[Point annotation records]

•••

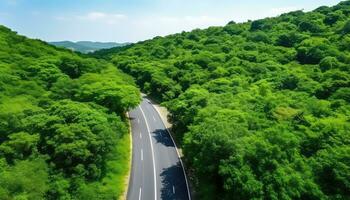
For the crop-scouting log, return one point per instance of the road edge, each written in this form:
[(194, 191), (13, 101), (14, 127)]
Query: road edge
[(177, 150), (127, 178)]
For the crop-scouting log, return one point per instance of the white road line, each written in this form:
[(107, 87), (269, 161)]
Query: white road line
[(141, 154), (154, 164), (178, 154), (140, 194)]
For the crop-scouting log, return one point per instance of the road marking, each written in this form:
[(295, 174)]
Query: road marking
[(140, 194), (154, 164), (141, 154), (178, 154)]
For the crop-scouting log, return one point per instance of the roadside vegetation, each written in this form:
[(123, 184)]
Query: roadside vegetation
[(262, 108), (63, 133)]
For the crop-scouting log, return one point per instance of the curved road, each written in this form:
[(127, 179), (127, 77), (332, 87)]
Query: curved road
[(157, 172)]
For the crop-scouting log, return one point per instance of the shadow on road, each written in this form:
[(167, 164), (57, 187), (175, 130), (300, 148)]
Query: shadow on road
[(174, 186), (162, 136)]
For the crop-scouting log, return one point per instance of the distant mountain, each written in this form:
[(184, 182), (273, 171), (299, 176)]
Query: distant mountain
[(87, 46)]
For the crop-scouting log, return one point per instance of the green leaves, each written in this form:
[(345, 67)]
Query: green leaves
[(62, 123), (255, 104)]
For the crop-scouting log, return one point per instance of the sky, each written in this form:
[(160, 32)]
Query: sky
[(134, 20)]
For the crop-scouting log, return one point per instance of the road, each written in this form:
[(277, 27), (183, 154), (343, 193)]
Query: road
[(156, 172)]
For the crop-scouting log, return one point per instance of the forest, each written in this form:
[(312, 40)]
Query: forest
[(63, 130), (261, 109)]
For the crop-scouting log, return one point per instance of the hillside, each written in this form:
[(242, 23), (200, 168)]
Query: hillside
[(63, 133), (87, 46), (262, 108)]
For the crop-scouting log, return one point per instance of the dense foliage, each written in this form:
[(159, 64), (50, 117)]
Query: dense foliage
[(62, 127), (262, 108)]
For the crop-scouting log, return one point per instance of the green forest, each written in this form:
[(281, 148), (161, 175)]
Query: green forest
[(63, 130), (261, 109)]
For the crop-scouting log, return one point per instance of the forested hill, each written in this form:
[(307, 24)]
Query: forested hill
[(87, 46), (63, 133), (262, 108)]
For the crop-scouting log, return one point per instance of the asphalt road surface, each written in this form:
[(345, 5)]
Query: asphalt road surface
[(156, 172)]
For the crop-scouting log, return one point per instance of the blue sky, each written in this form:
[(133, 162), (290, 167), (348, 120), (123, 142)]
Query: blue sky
[(134, 20)]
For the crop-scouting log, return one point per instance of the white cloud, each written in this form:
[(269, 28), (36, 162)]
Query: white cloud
[(281, 10), (100, 17), (12, 2)]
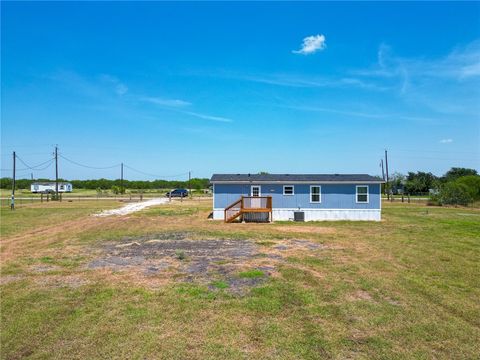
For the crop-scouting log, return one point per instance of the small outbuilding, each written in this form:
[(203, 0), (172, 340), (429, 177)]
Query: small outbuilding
[(299, 197), (49, 187)]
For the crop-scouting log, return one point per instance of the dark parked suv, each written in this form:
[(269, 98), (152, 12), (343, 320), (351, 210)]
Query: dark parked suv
[(177, 193)]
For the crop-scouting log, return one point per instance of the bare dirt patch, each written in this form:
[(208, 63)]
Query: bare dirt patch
[(178, 257), (6, 279), (70, 281)]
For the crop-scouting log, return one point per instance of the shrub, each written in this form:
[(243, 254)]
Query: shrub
[(453, 193), (472, 182)]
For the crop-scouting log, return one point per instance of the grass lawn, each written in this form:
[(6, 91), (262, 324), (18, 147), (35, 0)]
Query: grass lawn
[(407, 287)]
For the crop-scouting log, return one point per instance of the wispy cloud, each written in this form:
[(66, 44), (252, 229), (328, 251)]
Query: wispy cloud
[(302, 81), (312, 44), (367, 115), (119, 87), (177, 105), (207, 117), (431, 82), (166, 102)]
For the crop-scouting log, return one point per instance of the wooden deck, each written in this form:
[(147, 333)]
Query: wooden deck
[(248, 204)]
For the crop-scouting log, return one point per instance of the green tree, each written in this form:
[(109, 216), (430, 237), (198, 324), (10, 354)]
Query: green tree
[(455, 173), (453, 193), (419, 182), (472, 182)]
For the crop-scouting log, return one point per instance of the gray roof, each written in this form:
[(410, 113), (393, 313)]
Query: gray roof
[(285, 178), (50, 183)]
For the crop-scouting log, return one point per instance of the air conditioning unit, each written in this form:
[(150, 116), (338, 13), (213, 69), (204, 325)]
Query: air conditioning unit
[(298, 216)]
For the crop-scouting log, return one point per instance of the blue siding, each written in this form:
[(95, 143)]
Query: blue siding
[(334, 196)]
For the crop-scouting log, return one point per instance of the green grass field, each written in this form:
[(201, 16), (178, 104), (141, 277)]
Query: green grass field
[(407, 287)]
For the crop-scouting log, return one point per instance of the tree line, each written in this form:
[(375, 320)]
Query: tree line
[(457, 186), (106, 184)]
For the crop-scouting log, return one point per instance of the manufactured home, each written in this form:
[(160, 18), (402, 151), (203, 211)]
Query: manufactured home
[(49, 187), (307, 197)]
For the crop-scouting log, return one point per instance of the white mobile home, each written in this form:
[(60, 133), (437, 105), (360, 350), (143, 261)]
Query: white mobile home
[(49, 187)]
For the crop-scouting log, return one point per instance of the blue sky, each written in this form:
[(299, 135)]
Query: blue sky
[(240, 87)]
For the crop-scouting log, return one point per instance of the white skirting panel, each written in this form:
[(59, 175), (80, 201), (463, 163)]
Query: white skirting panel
[(319, 214), (329, 214), (218, 214)]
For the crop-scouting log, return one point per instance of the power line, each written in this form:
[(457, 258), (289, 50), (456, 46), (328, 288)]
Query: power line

•••

◆ Instruction
Return every line of the data above exactly as it appears, with all picture lines omitted.

◆ Response
For the crop-scouting log, return one point per instance of the road edge, each written in this form:
[(194, 191), (13, 101), (14, 127)]
Query: road edge
[(177, 150), (127, 178)]
For the crop-scouting log, return one point per instance of the white road line, each written in this form:
[(107, 87), (269, 161)]
Query: white road line
[(141, 154), (154, 164), (178, 154), (140, 194)]
For the crop-scouting log, return one point per instance of the road marking, each written in this form:
[(295, 174)]
Query: road marking
[(140, 194), (154, 164), (141, 154), (178, 154)]
For the crop-scouting log, return one point per instance of the roadside vegetation, each written in this form:
[(123, 184)]
Query: roadside vegetation
[(262, 108), (63, 133)]
For the crop-scouting log, return one point per instance of the curved road, each written in this form:
[(127, 179), (127, 77), (332, 87)]
Query: curved road
[(157, 172)]
For the crop-scouting log, return one point per instance of the shadow on road, each written in this form:
[(167, 164), (57, 187), (175, 130), (300, 148)]
Query: shadow on road
[(174, 186), (162, 136)]
For the crop-scouting log, return one point per instance of the distant mountain, each written in this form:
[(184, 182), (273, 171), (299, 176)]
Query: distant mountain
[(87, 46)]
For the crop-scouting log, return one point per instance of the green leaves, each written in this form:
[(345, 67)]
Query: green leaves
[(62, 123), (255, 104)]
For the crop-scouting log, return one point per instance of the sky, each written in this form:
[(160, 32)]
Query: sky
[(134, 20)]
For the crop-scouting log, return one point per instance of the road, each written in this form:
[(277, 27), (183, 154), (343, 193)]
Query: road
[(156, 172)]
For the crop-scouting log, return one point per instance of the forest, each written in this form:
[(312, 40)]
Query: forest
[(63, 130), (261, 109)]
For the crop-scouting log, return one point per instance of the hillside, each written in this form:
[(242, 23), (200, 168)]
Query: hillside
[(63, 133), (87, 46), (262, 108)]
For the crop-scouting log, return one point per instance of the dense foliage, each written in this form:
[(159, 64), (50, 117)]
Query: dense foliage
[(62, 127), (262, 108)]
For the crop-scouting log, return one point per instance of the green forest, each written in this form:
[(281, 148), (161, 175)]
Query: green forest
[(63, 130), (261, 109)]
For the crop-scouting log, return one point per instance of the forested hill, each written in this form:
[(307, 24)]
Query: forested hill
[(87, 46), (63, 133), (262, 108)]
For the crop-scouting log, return one point per instance of the asphalt road surface, each written in this form:
[(345, 5)]
Query: asphalt road surface
[(156, 172)]
For the crop-scouting log, return one point per instance of the blue sky, each written in this form:
[(133, 162), (290, 167), (348, 120), (123, 142)]
Query: blue sky
[(134, 20)]
For the crop-scouting log, return one point per instance of the white cloud, each written in this form:
[(269, 28), (36, 162)]
Query: white cloud
[(281, 10), (100, 17), (12, 2)]
For the crop-scouting log, return one point per instance of the small outbuilding, each written in this form:
[(203, 0), (172, 340), (429, 177)]
Query: small outbuilding
[(299, 197), (49, 187)]
For the crop-scouting log, return one point per instance of the dark parked suv, each written in this form:
[(269, 98), (152, 12), (343, 320), (351, 210)]
Query: dark parked suv
[(177, 193)]
For the crop-scouting log, return one point per instance of the bare dirt patch, each written in this form:
[(208, 63)]
Query: bare dirt patch
[(178, 257), (6, 279), (70, 281)]
For the crop-scouting log, return one point per instance of the shrub, each written in this form:
[(243, 254)]
Query: shrub
[(453, 193), (472, 182)]
For the crop-scouting log, return one point per instance of the grass lawn, each written in this form:
[(6, 91), (262, 324), (18, 147), (35, 0)]
Query: grass lawn
[(407, 287)]
For the crop-scouting log, return one point per instance of the wispy cloud, each written in this form:
[(66, 44), (252, 229), (328, 251)]
Query: wispy cloud
[(302, 81), (312, 44), (367, 115), (119, 87), (177, 105), (207, 117), (431, 82), (166, 102)]
For the crop-scouting log, return one point per instance of the wooden deck, each written in this form:
[(147, 333)]
Query: wooden deck
[(248, 204)]
For the crop-scouting log, return one point per instance of the green tree, each written in this form:
[(109, 216), (430, 237), (198, 324), (10, 354)]
Query: green tree
[(455, 173), (453, 193), (419, 182), (472, 182)]
For the crop-scouting log, return one point per instance of the gray roof, each written in this form:
[(410, 113), (393, 313)]
Query: gray roof
[(285, 178), (50, 183)]
For the crop-scouting log, return one point per instance of the air conditioning unit, each written in this form:
[(150, 116), (338, 13), (213, 69), (204, 325)]
Query: air conditioning unit
[(298, 216)]
For the crop-scouting log, return one point per instance of the blue siding, each written in this form:
[(95, 143)]
Query: blue siding
[(334, 196)]
For the crop-scouting log, return one point per instance of the green grass field, each written in this form:
[(201, 16), (178, 104), (141, 277)]
Query: green grass field
[(407, 287)]
For the crop-scouting log, return one point per instance of the tree line, each written in this form:
[(375, 320)]
Query: tree line
[(457, 186), (106, 184)]
For the crop-scouting log, return one point per instance of the manufactured home, each written in this form:
[(160, 18), (402, 151), (203, 211)]
Query: manufactured home
[(49, 187), (307, 197)]
For the crop-scouting log, return one point per instance of the white mobile home, each written in this form:
[(60, 133), (437, 105), (360, 350), (143, 261)]
Query: white mobile home
[(49, 187)]
For the crop-scouting log, return one point per instance of the blue sky, each written in this form:
[(299, 135)]
Query: blue sky
[(240, 87)]
For the crop-scouting log, return one point per instance of the white skirting panel, each written in this form:
[(59, 175), (80, 201), (463, 163)]
Query: white skirting panel
[(319, 214), (329, 214), (218, 214)]
For the crop-scouting log, return one point per instance of the power line, each written in this form:
[(457, 258), (289, 50), (456, 46), (328, 288)]
Query: power line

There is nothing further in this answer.